Excerpts from a pointing dataset:
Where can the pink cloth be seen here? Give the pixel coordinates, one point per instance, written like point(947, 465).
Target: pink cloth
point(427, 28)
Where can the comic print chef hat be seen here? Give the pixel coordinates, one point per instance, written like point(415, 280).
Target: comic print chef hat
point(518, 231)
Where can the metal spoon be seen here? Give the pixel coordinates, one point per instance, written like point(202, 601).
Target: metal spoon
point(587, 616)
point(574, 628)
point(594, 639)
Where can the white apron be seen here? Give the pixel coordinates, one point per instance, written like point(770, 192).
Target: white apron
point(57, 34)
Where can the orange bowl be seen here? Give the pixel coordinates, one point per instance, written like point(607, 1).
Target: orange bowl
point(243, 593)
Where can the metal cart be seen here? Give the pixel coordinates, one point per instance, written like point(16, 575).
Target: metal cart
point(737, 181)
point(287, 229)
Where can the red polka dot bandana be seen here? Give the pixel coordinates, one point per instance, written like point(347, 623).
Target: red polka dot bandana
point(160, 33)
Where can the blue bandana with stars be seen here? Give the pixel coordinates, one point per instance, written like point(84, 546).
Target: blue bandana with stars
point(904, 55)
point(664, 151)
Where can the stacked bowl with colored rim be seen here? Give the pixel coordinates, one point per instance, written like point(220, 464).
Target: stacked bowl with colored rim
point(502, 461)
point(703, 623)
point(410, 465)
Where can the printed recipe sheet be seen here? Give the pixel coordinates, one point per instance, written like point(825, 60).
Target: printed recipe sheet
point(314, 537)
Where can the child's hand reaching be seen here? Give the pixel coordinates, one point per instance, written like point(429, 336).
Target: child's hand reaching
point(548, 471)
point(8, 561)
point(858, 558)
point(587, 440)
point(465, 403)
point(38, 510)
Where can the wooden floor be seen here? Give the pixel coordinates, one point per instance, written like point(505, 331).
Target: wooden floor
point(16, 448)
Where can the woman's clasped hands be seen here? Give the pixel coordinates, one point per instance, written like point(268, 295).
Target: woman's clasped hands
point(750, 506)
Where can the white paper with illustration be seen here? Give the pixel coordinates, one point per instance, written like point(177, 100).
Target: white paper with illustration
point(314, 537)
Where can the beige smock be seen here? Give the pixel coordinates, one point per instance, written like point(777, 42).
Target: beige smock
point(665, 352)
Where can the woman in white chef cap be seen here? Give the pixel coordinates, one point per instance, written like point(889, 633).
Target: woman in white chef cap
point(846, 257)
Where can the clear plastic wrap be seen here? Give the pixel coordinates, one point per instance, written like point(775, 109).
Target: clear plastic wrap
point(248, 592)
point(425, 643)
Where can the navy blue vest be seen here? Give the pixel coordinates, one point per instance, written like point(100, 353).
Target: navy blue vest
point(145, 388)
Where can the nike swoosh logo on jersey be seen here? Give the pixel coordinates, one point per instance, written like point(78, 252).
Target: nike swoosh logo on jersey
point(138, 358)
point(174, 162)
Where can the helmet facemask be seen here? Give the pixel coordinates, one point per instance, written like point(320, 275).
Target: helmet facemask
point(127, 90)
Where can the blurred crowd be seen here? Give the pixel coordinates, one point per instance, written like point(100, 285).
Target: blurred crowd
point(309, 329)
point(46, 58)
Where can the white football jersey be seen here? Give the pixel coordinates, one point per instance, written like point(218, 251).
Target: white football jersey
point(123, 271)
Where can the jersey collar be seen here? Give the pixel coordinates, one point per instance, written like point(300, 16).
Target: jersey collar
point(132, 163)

Work to do — Return every line of the entries above, unchanged and in the same order.

Solved problem —
Where can the pink cloth be seen here? Give the pixel coordinates, one point per instance, written like point(947, 465).
Target: pink cloth
point(427, 28)
Where can the comic print chef hat be seen here? Give the pixel coordinates, one point per instance, written like point(415, 280).
Target: comic print chef hat
point(518, 231)
Where can the metal spoon be seen here? Give the pixel coordinates, one point per instance, written like point(202, 601).
Target: metal spoon
point(587, 616)
point(574, 628)
point(594, 639)
Where can the white apron be seen here? Give the pixel coordinates, one point per instance, written like point(770, 192).
Target: white apron
point(57, 34)
Where can the orange bowl be seen here? Give the pixel coordinates, one point per instance, written like point(607, 1).
Target: orange bowl
point(243, 593)
Where can the metal cart be seen here? Give the pixel coordinates, one point per instance, written like point(16, 575).
Target: metal cart
point(737, 181)
point(287, 229)
Where can the red polka dot bandana be seen here? Give the pixel coordinates, one point per instance, written like point(347, 623).
Target: red polka dot bandana
point(160, 33)
Where can the blue bandana with stars be seen here? Give the pixel coordinates, one point per instance, written like point(84, 546).
Target: blue bandana with stars
point(904, 55)
point(664, 151)
Where can the stacked bowl with colored rim be seen here? Give the pixel coordinates, one point per instance, written like point(220, 464).
Target: stacked bowl with colored rim
point(502, 461)
point(703, 623)
point(410, 465)
Where can the printed recipe sheet be seen here? Give the pixel coordinates, one point per instance, written like point(825, 60).
Target: printed recipe sheet
point(314, 537)
Where can the child's hand reaching be seen here? Give the pixel coordinates, one point per instance, written like point(429, 336).
Target: child's hand reaching
point(548, 471)
point(8, 561)
point(858, 558)
point(587, 440)
point(465, 403)
point(38, 510)
Where can the wooden floor be seen here? Give the pixel coordinates, one point per instance, written like point(505, 331).
Target: wooden floor
point(16, 448)
Where can the woman's clasped hands be seen here? Give the pixel coordinates, one point per instance, written like point(268, 295).
Target: woman's clasped hands
point(750, 506)
Where can the white paper with illustration be seen here? Give the pixel coordinates, one point per instance, written like point(177, 100).
Target: white paper with illustration
point(314, 537)
Where can the beige smock be seen here? Give the pixel coordinates, one point per instance, written like point(777, 42).
Target: beige smock
point(665, 352)
Where can the woman in white chef cap be seen here? Give the pixel coordinates, one point per instance, written like point(889, 633).
Target: woman in white chef cap
point(846, 257)
Where can the clear plastic wrap be seen here? Give the pixel coordinates, one point per instance, written like point(775, 109).
Target: clear plastic wrap
point(248, 592)
point(425, 643)
Where can the navy blue vest be seen here? Give the pixel coordinates, one point per instance, written like point(100, 353).
Target: navy blue vest
point(145, 388)
Where can the nike swoosh logo on jersey be seen here? Give the pixel coordinates, one point per instance, written like point(78, 252).
Target: nike swoosh logo on jersey
point(138, 358)
point(174, 162)
Where can the helmet facemask be seen here? Give the pixel coordinates, one point per instance, written like point(320, 275).
Target: helmet facemask
point(127, 90)
Where can the blurred crowd be seen here? Give the pixel coordinates, one point per instance, written like point(100, 285).
Target: blurred crowd
point(309, 329)
point(46, 58)
Where can the white football jersey be seen here? Give the pixel coordinates, one point per instance, written like point(218, 251).
Target: white football jersey
point(123, 271)
Where can the jersey collar be seen here? Give the pixel coordinates, one point per instance, written like point(300, 16).
Target: jersey collar
point(132, 163)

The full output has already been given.